Retoma el texto sobre la enseñanza social de la Iglesia y prosigue su redacción a partir de la última oración.

---- EXTRACTO DEL DOCUMENTO

3.1. El tema en sí mismo
La
cuestión en sí misma no debería presentar ningún problema. Es obvio que “…Lo
sobrenatural no debe ser concebido como una entidad o un espacio que comienza
donde termina lo natural “, pero ello implica justamente que el ámbito de las realidades temporales debe ser
fermentado directamente por los
laicos e indirectamente por la
jerarquía a través del magisterio que le es propio (me refiero a obispos y al
Pontífice). Es obvio también que aunque lo natural sea elevado por la Gracia,
ello no borra la distinción entre lo sacro, en tanto el ámbito propio de los
sacramentos, y lo no sacro, donde puede haber sacramentales pero según las
disposiciones internas de los que los reciban.
En
ese sentido, puede haber, a lo largo de los siglos, una enseñanza social de la
Iglesia en tanto a:
a)
Los preceptos primarios
de la ley natural que tengan que ver con temas sociales (como por ejemplo el
aborto)
b)
Los preceptos
secundarios de la ley natural en sí mismos, donde se encuentran los grades
principios de ética social (dignidad humana, respeto a sus derechos, bien
común, función social de la propiedad, subsidiariedad, etc.) con máxima
universalidad, sin tener en cuenta las circunstancias históricas concretas.
El magisterio actual ha
aclarado bastante sus propios niveles de autoridad sobre todo en la Veritatis splendor[1] y Sobre la vocación eclesial del teólogo[2].
Tanto a como b pueden ser señalados por el magisterio ya sea positivamente
(afirmando esos grandes principios) o negativamente, cuando advierte o condena
sistemas sociales contradictorios con ellos (como fueron las advertencias
contra los estados y legislaciones laicistas del s. XIX, o las condenas contra
los totalitarismos en el s. XX).

--------
---- LÍNEAS PROPORCIONADAS

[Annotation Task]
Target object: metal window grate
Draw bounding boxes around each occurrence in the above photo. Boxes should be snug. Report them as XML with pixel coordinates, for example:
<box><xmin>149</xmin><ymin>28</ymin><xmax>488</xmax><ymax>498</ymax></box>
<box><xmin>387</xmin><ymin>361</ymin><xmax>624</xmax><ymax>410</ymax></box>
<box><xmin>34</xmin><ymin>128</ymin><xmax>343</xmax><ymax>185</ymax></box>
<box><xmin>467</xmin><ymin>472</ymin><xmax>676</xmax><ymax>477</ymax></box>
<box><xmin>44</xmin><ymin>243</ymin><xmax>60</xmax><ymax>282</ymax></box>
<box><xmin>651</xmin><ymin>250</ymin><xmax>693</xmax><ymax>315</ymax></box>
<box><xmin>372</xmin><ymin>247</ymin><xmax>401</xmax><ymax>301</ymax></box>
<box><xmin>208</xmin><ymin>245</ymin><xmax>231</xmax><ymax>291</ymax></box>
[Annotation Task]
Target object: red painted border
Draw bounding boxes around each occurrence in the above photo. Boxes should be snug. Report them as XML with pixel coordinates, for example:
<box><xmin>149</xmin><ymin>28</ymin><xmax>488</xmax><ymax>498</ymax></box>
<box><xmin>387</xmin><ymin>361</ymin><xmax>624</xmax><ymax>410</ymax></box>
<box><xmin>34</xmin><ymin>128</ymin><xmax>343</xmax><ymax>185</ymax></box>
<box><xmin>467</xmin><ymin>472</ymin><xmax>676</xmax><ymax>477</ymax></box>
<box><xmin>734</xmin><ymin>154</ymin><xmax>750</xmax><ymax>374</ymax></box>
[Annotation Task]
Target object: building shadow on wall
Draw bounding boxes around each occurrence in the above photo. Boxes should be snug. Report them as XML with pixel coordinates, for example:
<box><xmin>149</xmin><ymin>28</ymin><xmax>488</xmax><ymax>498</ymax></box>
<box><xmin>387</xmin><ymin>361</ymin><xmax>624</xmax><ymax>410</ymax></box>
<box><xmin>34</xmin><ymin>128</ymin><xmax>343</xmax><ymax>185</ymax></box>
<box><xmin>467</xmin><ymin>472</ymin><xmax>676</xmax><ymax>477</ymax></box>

--------
---- LÍNEAS PROPORCIONADAS

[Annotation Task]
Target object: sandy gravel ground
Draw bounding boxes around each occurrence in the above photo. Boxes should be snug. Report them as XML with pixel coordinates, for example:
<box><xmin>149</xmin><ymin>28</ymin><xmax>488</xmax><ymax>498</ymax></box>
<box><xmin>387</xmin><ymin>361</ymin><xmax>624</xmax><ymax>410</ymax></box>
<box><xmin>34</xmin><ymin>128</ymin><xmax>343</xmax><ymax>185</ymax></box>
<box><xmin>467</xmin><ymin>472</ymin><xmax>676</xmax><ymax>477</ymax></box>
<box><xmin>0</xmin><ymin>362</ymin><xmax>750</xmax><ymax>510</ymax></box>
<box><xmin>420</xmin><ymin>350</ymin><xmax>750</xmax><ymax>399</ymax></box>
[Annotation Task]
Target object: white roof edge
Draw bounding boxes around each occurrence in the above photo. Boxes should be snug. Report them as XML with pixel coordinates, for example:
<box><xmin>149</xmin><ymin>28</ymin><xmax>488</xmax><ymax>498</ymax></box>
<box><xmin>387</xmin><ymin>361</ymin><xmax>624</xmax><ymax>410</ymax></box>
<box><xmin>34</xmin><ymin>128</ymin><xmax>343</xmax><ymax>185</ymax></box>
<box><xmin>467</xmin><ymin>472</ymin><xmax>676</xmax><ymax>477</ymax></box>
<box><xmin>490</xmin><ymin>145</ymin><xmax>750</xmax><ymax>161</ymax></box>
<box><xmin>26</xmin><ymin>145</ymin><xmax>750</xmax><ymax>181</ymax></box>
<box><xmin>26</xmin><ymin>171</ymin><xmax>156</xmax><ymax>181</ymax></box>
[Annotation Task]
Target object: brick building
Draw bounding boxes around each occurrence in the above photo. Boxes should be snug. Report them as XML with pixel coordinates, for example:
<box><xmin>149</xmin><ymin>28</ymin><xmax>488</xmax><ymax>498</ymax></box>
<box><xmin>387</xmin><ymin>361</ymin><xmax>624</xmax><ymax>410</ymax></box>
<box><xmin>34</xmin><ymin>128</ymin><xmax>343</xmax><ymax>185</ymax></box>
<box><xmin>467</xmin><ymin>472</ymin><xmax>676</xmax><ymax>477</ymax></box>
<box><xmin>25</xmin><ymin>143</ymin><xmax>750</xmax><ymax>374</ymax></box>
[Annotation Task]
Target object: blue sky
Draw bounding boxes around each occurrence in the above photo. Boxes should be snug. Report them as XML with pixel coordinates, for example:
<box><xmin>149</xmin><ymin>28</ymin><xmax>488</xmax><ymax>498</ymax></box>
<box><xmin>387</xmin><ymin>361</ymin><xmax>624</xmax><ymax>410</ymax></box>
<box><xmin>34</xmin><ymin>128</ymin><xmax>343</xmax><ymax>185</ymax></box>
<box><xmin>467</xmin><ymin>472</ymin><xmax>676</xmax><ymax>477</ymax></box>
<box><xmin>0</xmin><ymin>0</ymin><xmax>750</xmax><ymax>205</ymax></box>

--------
---- LÍNEAS PROPORCIONADAS

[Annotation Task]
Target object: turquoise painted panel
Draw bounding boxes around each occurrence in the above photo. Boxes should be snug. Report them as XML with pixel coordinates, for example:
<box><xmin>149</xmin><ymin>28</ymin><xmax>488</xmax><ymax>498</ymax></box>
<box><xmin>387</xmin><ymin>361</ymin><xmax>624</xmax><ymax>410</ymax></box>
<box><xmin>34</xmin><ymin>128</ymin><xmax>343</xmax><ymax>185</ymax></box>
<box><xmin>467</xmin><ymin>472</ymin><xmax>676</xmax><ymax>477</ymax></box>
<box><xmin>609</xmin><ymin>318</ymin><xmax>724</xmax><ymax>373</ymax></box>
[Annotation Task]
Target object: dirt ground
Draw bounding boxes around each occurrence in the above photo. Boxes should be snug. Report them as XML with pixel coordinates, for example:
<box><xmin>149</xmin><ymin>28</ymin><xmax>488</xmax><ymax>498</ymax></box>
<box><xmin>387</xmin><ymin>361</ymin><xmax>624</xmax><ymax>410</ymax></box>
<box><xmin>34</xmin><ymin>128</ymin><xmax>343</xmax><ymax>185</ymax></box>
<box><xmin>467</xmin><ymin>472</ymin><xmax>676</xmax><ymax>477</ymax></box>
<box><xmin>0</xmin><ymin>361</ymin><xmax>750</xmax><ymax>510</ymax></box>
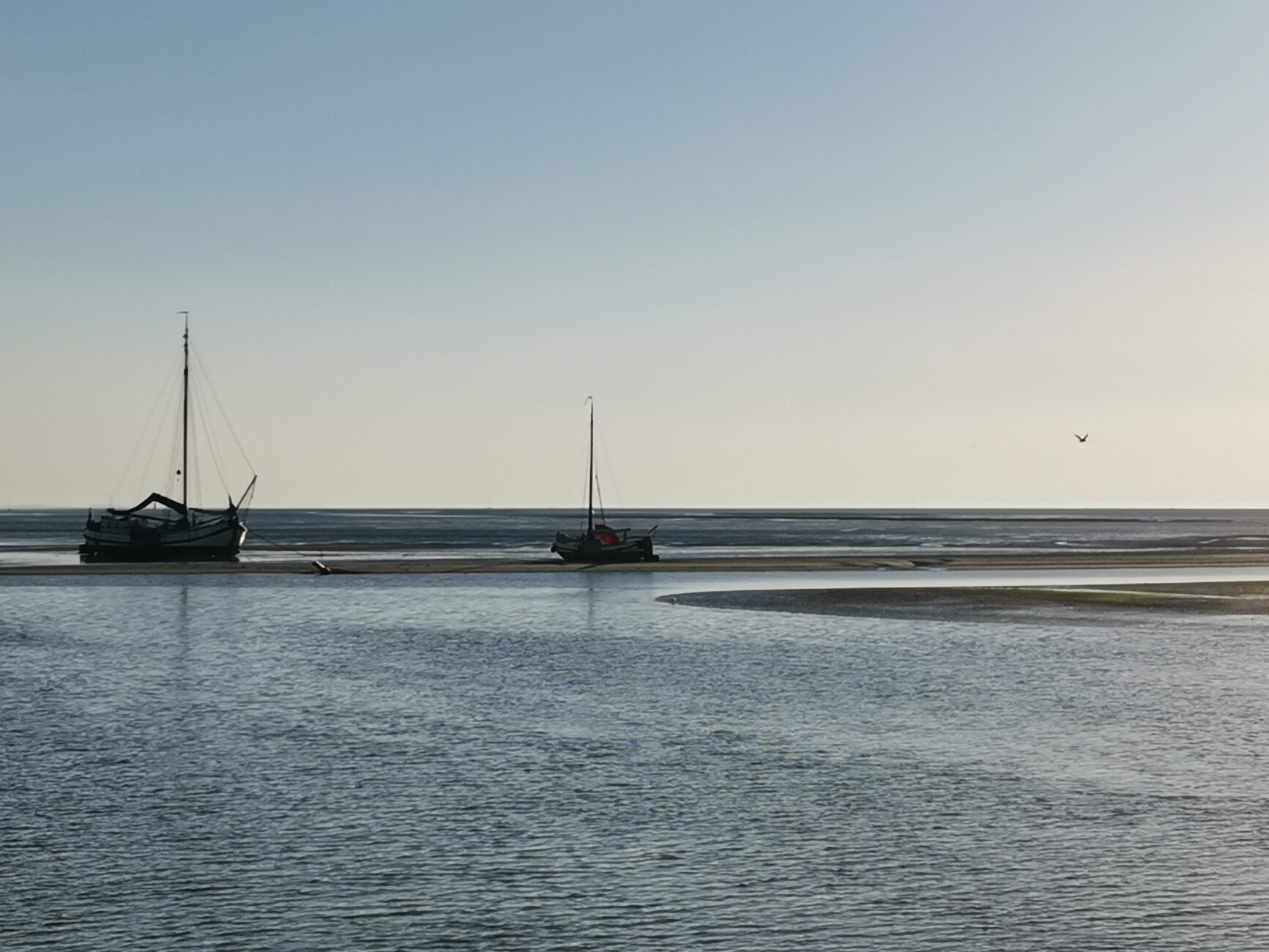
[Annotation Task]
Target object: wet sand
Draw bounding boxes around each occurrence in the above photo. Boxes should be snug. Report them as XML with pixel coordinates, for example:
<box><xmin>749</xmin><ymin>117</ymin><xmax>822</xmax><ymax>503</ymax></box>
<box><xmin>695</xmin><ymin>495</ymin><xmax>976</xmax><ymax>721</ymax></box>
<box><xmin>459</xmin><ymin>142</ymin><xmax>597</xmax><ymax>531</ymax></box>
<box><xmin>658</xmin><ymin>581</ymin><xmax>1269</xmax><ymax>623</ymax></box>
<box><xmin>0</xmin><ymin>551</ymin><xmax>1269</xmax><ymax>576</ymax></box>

--------

> **RESPUESTA AL EJERCICIO**:
Ahora bien, hay otras
cuestiones sociales que no se desprenden directamente
de a y b. ESE es el ámbito “opinable en relación a la Fe”: opinable no porque no pueda haber ciencias o filosofía social sobre ellos, sino porque
esas ciencias y-o filosofías sociales corresponden a los laicos y no se desprenden directamente de las Sagradas Escrituras, la Tradición o el
Magisterio de la Iglesia.
A partir de lo anterior
se desprende deductivamente que esos ámbitos opinables son:
a) El
estado de determinadas ciencias o conocimientos sociales en una determinada
etapa de la evolución histórica;
b) la
evaluación de una determinada circunstancia histórica a partir de a,
c) la
aplicación prudencial de los principios universales a una situación histórica
específica, a la luz de a y b.
Ejemplo: nuestros
conocimientos actuales sobre democracia constitucional (a); el diagnóstico de
la falta de instituciones republicanas en América Latina (b); las propuestas de
reforma institucional para América Latina (c).
Todo lo cual muestra
toda la hermenéutica implícita cada
vez que hablamos de estos tres niveles en los temas sociales, y por ende la
ingenuidad positivista de recurrir a “facts”
para estas cuestiones.
3.2. ¿Señaló
el Magisterio este ámbito de opinabilidad?
Por
un lado, si. Los textos son
relativamente claros:
a) León
XIII, Cum multa, 1882: “... también
hay que huir de la equivocada opinión de los que mezclan y como identifican la religión
con un determinado partido político, hasta el punto de tener poco menos que por
disidentes del catolicismo a los que pertenecen a otro partido. Porque esto
equivale a introducir erróneamente las divisiones políticas en el sagrado campo
de la religión, querer romper la concordia fraterna y abrir la puerta a una
peligrosa multitud de inconvenientes”.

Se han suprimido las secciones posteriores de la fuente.